• _Stated goal_
Locate every line in the records that contains the word "wooden", and copy each such line. Case counts.

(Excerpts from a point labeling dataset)
** START **

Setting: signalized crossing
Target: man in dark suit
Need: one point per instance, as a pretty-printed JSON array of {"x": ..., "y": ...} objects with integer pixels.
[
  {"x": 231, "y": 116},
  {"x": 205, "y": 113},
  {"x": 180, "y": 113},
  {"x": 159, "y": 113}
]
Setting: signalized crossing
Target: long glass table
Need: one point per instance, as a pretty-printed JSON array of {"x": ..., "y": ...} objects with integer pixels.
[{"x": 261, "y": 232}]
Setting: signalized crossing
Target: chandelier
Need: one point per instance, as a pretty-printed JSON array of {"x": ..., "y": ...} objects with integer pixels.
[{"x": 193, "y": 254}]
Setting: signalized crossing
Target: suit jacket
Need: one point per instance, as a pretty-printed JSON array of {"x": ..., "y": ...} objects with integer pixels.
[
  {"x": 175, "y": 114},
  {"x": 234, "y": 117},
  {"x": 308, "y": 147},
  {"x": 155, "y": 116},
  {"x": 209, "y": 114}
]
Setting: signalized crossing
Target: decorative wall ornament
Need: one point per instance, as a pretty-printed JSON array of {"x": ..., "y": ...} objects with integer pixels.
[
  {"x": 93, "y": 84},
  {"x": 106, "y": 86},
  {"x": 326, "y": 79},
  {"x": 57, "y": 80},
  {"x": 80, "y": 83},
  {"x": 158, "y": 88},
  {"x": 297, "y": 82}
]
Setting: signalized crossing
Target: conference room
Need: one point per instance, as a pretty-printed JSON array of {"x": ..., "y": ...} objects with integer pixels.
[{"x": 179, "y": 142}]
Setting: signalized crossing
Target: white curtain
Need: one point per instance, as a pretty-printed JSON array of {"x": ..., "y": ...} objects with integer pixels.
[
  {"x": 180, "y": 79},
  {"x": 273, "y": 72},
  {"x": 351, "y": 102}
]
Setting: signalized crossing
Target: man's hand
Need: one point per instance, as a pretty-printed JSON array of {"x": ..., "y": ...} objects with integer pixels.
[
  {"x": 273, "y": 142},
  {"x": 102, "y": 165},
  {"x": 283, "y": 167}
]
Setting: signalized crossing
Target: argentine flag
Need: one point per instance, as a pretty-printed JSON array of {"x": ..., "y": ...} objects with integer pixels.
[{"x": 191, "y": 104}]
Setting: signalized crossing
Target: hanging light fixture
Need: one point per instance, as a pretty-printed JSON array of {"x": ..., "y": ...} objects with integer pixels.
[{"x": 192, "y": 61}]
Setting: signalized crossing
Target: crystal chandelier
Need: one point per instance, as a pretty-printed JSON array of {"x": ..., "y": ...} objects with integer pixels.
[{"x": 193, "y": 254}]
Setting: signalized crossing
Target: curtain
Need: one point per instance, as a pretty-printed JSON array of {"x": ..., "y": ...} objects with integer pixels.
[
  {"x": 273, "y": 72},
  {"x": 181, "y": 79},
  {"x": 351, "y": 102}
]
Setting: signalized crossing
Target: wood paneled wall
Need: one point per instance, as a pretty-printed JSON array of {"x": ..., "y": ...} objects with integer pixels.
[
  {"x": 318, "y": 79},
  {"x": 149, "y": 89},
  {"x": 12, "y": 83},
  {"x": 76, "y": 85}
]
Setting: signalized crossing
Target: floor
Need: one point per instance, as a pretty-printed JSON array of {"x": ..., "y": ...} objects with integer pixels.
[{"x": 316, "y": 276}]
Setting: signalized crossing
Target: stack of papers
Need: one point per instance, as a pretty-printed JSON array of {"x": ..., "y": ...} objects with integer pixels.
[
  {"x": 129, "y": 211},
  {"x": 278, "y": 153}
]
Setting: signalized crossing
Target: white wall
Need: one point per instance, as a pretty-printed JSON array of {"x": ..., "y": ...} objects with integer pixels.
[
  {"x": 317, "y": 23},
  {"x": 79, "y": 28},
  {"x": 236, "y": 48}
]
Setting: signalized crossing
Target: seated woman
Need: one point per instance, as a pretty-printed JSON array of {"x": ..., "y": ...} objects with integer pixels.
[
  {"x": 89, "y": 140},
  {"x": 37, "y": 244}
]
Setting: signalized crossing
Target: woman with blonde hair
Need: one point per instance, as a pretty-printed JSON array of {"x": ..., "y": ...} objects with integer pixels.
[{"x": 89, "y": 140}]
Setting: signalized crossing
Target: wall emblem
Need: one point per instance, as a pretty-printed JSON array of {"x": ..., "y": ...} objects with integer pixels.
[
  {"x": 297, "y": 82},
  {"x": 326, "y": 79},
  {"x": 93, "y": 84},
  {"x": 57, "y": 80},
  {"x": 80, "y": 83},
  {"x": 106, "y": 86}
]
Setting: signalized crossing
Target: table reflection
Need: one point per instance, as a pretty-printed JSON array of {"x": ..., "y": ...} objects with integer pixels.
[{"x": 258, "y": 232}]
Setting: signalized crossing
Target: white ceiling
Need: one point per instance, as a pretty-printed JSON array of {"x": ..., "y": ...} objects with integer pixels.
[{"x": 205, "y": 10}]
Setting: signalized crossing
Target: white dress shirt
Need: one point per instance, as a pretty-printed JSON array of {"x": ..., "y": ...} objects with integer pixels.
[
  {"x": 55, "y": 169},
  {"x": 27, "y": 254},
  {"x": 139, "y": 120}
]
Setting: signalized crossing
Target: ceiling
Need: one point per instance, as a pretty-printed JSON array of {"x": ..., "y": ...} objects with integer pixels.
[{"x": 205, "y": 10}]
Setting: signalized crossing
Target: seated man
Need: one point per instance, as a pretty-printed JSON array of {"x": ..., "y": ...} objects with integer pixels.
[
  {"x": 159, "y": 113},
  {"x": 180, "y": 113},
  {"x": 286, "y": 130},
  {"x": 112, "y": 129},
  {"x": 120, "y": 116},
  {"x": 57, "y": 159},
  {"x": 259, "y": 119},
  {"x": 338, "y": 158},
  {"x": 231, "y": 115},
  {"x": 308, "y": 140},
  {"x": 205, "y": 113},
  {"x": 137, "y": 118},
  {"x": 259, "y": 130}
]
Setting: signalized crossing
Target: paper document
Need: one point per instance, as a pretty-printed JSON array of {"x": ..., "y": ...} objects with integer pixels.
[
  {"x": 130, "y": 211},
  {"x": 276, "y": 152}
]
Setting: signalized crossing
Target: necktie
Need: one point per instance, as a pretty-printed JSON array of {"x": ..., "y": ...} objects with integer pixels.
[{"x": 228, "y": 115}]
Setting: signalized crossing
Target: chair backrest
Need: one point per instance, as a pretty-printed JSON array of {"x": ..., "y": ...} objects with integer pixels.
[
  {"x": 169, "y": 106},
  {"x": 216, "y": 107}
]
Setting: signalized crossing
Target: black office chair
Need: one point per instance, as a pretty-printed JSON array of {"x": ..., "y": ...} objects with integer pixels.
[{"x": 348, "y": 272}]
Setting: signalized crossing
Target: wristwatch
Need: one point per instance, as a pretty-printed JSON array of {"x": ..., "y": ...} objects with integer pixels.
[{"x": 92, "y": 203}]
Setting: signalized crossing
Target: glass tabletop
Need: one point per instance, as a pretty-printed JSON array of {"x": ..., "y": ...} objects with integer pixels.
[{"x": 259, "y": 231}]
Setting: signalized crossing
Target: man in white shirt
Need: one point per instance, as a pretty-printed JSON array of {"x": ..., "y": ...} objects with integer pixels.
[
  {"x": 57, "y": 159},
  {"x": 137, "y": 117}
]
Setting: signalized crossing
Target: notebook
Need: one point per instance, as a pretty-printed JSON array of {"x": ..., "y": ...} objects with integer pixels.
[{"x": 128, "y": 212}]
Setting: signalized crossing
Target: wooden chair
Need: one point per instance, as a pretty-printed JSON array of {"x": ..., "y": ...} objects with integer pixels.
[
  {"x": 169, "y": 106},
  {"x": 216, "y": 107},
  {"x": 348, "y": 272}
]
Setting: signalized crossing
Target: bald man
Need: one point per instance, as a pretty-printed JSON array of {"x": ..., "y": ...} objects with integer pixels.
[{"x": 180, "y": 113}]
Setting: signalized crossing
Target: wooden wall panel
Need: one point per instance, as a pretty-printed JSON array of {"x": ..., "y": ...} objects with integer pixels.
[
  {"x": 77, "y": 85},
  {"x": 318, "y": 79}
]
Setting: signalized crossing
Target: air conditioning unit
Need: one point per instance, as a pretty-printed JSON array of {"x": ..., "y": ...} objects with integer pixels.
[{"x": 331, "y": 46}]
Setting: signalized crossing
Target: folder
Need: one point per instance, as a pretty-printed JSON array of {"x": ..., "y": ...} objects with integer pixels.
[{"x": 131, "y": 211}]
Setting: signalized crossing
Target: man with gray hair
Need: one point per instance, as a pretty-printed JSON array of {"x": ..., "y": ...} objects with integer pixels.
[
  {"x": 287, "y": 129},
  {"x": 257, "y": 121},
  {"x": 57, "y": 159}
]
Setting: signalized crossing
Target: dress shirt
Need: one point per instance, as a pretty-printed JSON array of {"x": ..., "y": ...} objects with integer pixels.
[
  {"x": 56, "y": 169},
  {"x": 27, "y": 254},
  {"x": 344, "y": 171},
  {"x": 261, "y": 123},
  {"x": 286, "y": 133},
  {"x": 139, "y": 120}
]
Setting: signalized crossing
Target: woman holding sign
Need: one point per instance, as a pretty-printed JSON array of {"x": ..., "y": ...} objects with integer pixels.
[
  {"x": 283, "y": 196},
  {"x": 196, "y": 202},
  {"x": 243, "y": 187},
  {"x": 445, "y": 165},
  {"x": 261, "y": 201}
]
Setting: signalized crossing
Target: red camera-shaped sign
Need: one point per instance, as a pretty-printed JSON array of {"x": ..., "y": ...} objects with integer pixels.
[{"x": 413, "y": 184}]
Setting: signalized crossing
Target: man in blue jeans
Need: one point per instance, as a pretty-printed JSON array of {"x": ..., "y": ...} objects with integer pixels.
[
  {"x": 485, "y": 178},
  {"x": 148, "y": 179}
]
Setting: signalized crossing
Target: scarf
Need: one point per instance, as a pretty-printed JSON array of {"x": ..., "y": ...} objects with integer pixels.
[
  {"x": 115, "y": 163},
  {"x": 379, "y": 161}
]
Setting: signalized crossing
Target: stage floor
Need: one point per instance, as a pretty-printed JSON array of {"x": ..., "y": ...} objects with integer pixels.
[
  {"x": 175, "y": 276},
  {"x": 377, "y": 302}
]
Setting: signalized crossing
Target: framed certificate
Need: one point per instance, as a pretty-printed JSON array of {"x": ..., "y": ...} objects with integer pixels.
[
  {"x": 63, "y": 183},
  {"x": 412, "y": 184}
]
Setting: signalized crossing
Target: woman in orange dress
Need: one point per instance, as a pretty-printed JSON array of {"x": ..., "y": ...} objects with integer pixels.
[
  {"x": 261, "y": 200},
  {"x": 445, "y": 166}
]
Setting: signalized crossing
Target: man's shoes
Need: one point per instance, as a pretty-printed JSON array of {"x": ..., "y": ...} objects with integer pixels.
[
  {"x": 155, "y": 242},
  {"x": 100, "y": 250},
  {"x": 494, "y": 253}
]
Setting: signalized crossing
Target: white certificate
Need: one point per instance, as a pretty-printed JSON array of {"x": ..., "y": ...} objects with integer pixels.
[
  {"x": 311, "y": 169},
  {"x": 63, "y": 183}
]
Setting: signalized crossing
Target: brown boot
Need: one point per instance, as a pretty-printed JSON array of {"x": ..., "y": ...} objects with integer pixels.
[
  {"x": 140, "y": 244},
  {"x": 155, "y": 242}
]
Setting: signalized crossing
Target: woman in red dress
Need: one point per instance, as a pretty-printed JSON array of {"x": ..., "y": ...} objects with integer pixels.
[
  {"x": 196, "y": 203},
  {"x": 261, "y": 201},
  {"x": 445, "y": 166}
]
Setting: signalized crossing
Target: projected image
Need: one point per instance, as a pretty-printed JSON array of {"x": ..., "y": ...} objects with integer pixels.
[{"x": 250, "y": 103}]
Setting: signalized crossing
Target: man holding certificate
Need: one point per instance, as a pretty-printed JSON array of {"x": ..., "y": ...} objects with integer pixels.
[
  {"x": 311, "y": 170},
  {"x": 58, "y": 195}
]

** END **

• _Answer_
Target: wooden chair
Target: wooden wall panel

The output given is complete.